## Written request 1
In the post about Japanese verbs for giving, can you switch every "give" to "grant" and give the passage starting at "I have two verbs" and ending at "(not 'I' but 'they')"?

-- Text to read start --

2

I have some notes from many years back when I began to do Japanese. As you might expect, I am suspicious of my understanding at the time and of what I've written.

I have two verbs for "to give" and would like to check what the differences are.

上げる    give
与える    give

I also have

あげる    do a favour (not 'I' but 'they')

but I don't know what I meant by my english explanation. Does anybody recognise あげる as "doing a favour"?

Christer
  • 646
  • 1
  • 7
  • 14
VictorySaber
  • 1,829
  • 1
  • 21
  • 28

1 Answers1

1

上げる is used generally and it is also polite. If you want to say the same meaning in not polite way, you say やる(遣る). 与える is used only when the upper rank person gives something to the lower one/ones. For example, a king gives something to the vassal/retainer.

-- Text to read end --
-- Stored records start --

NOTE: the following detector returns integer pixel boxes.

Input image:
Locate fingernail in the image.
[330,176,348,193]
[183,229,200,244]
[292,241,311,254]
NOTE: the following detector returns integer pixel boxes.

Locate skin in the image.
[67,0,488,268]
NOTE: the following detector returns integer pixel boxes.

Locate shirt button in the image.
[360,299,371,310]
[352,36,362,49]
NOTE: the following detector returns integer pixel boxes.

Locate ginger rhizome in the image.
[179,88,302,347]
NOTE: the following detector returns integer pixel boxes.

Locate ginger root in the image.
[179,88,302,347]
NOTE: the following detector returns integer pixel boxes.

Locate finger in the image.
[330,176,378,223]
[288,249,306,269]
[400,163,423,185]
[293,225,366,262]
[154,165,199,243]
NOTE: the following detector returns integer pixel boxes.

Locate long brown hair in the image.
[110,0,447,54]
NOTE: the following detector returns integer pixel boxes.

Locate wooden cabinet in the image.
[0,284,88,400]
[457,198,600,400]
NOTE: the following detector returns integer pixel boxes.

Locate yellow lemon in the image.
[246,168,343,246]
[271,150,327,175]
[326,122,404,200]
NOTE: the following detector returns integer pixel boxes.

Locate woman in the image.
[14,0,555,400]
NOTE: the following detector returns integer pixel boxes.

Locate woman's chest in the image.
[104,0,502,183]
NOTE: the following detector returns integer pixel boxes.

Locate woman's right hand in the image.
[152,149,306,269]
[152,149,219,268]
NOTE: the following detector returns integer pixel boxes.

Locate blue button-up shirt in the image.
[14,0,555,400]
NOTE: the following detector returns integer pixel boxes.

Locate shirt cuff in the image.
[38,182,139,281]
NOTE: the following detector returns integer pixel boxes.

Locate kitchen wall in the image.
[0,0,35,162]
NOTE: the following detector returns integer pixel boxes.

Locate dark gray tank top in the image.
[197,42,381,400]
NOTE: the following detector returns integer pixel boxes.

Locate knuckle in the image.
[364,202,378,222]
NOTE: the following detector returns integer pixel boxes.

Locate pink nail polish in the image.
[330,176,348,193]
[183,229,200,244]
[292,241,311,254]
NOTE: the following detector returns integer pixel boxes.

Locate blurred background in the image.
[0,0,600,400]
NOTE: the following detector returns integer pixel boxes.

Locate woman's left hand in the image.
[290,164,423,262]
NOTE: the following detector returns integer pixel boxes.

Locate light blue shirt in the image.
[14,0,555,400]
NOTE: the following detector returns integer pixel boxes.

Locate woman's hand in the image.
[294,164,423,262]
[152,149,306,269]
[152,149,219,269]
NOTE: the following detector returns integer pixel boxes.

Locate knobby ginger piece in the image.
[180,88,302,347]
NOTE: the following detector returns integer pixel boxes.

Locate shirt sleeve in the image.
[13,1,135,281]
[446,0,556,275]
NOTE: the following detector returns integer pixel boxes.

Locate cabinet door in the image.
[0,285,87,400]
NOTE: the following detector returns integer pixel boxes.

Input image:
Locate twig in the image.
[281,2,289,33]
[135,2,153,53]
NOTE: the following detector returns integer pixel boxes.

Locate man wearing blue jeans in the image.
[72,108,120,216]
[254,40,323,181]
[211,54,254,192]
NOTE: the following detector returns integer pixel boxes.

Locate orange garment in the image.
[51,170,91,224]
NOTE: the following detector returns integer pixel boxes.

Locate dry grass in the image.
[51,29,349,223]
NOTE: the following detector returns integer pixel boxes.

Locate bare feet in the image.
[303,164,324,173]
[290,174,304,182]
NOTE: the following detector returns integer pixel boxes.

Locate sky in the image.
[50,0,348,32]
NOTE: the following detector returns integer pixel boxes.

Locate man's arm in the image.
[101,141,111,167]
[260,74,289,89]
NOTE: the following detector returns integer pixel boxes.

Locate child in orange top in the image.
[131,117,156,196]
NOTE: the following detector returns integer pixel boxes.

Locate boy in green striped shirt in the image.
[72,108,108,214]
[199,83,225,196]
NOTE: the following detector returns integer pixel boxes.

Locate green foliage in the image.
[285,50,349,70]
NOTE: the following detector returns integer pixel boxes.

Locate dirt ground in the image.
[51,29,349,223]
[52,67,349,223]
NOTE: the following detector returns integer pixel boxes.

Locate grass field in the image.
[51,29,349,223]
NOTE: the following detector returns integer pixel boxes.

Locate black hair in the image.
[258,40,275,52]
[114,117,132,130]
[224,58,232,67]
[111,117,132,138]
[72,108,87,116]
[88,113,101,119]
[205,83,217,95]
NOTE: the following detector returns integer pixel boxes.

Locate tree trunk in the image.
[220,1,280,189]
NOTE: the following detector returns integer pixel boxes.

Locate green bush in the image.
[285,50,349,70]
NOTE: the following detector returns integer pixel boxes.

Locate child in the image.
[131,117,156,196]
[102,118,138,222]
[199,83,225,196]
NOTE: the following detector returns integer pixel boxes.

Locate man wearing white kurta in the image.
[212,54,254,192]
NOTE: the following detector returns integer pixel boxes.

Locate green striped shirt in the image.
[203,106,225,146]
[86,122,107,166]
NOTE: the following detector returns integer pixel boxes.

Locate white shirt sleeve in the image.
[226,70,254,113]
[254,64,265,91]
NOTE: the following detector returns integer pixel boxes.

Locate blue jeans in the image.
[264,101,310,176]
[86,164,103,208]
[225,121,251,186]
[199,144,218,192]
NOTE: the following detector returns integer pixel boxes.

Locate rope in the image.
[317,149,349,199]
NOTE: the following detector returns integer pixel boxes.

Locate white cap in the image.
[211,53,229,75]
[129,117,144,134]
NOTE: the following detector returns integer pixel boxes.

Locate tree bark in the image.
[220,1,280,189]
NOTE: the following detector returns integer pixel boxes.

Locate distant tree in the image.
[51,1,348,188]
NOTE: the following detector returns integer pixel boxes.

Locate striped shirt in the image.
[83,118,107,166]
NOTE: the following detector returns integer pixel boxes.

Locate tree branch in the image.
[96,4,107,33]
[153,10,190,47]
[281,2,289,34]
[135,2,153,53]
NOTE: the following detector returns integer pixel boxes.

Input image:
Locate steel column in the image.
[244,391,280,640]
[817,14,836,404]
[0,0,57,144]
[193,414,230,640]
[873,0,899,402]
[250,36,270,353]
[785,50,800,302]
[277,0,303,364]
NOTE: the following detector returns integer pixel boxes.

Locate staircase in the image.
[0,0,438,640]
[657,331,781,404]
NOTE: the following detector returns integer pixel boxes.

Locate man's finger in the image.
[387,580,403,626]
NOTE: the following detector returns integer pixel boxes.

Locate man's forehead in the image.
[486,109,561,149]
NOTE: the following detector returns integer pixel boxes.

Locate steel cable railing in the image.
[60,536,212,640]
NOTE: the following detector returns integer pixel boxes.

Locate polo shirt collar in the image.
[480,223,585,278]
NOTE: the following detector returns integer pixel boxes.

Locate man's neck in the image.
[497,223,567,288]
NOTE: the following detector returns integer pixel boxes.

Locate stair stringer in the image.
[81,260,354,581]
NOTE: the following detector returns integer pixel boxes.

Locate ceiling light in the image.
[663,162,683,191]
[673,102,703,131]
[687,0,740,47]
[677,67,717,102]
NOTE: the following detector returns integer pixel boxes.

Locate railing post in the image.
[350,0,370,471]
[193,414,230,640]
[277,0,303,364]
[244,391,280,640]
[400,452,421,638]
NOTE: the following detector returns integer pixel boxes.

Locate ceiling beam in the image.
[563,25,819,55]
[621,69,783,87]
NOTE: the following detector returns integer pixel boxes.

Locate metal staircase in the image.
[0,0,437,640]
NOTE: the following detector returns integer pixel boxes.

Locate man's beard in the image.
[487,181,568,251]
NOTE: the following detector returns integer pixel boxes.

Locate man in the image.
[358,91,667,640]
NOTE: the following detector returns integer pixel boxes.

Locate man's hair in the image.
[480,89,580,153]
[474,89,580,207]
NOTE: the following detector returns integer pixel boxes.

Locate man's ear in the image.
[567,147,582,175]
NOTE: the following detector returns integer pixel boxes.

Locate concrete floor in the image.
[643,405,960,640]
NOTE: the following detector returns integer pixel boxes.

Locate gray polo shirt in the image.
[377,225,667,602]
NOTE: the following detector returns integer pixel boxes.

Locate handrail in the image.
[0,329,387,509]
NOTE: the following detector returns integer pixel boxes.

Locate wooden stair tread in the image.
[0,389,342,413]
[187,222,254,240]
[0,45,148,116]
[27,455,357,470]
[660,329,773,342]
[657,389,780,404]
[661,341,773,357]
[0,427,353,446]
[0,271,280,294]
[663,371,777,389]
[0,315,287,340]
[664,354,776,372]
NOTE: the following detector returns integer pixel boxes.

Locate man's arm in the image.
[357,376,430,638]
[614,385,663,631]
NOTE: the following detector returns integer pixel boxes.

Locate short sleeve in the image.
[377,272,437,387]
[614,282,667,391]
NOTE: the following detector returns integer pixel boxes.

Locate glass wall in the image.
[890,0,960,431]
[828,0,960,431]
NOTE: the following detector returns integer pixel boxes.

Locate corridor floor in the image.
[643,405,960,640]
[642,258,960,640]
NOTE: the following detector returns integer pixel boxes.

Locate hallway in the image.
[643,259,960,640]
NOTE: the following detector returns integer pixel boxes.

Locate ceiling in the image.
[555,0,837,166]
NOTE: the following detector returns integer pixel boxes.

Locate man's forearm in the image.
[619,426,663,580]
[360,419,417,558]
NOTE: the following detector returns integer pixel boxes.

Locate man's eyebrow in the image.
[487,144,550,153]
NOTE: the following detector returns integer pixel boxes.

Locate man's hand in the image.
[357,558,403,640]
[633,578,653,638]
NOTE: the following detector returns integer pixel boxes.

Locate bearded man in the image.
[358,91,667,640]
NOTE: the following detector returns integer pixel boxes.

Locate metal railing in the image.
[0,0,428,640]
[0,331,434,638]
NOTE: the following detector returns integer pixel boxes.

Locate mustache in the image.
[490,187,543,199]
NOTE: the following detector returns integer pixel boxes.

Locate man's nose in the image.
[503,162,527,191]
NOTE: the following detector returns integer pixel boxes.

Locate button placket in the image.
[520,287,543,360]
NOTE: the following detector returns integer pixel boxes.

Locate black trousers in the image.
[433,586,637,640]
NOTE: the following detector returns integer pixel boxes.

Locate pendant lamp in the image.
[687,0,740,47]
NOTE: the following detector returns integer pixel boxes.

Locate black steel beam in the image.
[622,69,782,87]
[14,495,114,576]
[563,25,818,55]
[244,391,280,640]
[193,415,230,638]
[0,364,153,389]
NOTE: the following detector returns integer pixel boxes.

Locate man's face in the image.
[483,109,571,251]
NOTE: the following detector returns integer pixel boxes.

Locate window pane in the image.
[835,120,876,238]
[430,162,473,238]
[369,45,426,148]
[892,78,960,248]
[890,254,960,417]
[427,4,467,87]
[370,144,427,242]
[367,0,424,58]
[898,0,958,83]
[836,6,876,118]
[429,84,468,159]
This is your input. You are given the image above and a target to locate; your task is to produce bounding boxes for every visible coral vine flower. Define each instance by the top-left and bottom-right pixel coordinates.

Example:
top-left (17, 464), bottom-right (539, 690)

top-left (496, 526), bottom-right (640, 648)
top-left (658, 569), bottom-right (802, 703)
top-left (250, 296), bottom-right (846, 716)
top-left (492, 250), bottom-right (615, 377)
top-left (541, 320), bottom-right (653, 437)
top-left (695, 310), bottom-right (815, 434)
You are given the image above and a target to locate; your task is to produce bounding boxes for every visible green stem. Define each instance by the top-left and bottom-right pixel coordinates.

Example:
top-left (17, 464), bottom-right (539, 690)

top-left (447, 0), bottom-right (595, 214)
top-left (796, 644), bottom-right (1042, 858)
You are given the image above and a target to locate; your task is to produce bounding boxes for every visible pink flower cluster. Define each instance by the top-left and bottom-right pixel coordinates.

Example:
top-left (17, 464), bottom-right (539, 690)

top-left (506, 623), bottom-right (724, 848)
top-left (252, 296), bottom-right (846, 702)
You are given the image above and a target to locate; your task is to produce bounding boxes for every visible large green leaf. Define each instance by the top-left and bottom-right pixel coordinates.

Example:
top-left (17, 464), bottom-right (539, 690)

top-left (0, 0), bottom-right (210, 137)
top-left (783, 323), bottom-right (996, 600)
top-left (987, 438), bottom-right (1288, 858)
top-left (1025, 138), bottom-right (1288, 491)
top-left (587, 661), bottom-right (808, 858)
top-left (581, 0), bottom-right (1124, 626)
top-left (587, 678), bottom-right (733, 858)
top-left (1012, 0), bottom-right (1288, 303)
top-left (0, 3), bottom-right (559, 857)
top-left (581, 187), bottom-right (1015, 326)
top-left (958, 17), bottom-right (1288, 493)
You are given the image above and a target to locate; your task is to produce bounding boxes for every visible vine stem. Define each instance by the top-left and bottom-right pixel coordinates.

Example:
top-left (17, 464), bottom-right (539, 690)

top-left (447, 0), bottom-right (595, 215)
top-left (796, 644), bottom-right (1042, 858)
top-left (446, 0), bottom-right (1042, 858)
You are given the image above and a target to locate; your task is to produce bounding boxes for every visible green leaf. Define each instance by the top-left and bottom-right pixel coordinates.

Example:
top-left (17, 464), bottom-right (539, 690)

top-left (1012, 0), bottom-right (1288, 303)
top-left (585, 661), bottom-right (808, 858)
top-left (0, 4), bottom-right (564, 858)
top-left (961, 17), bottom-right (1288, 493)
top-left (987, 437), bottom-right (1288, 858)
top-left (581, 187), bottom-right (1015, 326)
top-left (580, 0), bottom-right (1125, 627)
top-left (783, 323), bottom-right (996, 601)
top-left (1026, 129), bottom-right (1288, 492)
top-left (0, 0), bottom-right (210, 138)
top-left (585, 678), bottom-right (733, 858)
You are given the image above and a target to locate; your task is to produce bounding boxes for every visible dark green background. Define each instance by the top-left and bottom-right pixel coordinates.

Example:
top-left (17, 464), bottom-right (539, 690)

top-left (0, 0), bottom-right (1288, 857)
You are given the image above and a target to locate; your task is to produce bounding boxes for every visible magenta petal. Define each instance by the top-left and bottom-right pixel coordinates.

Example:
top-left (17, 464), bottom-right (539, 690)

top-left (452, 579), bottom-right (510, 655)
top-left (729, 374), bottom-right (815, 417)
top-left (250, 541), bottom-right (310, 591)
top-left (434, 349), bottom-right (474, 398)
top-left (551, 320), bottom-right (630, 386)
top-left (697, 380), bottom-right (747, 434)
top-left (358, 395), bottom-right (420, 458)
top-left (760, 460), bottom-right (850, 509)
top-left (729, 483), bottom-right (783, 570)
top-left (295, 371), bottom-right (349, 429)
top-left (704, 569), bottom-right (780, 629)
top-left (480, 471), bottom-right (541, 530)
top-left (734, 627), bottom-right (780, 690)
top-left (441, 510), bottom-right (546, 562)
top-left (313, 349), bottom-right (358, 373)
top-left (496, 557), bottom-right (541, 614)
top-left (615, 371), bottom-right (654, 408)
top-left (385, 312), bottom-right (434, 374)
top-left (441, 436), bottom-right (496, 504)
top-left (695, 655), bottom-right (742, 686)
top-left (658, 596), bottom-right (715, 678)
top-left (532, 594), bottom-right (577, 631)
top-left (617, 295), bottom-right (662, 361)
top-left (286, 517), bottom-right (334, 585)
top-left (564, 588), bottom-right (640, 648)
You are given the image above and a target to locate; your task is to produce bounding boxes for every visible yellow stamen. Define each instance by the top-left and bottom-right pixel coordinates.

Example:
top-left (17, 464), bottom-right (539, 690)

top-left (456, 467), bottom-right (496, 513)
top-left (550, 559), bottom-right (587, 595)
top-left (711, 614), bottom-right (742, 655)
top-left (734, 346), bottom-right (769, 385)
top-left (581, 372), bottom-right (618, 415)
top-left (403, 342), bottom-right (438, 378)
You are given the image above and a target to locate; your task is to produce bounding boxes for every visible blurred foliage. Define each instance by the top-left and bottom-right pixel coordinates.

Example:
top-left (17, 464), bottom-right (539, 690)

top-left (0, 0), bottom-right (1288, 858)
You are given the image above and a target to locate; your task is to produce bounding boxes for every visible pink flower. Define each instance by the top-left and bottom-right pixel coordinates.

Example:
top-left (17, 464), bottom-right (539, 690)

-- Stored records end --

## Written request 2
Could you repeat, exactly and with nothing else, the lines of the rows starting at the line that contains "pink flower cluster." and ending at the line that contains "top-left (252, 296), bottom-right (846, 702)", both of those lines included?

## Worked solution 1
I have two verbs for "to grant" and would like to check what the differences are.

上げる    grant
与える    grant

I also have

あげる    do a favour (not 'I' but 'they')

## Worked solution 2
You are given the image above and a target to locate; your task is to produce bounding boxes for every visible pink flower cluster. Define each instance by the top-left and bottom-right pixel coordinates.

Example:
top-left (17, 464), bottom-right (539, 690)

top-left (506, 623), bottom-right (724, 848)
top-left (252, 296), bottom-right (846, 702)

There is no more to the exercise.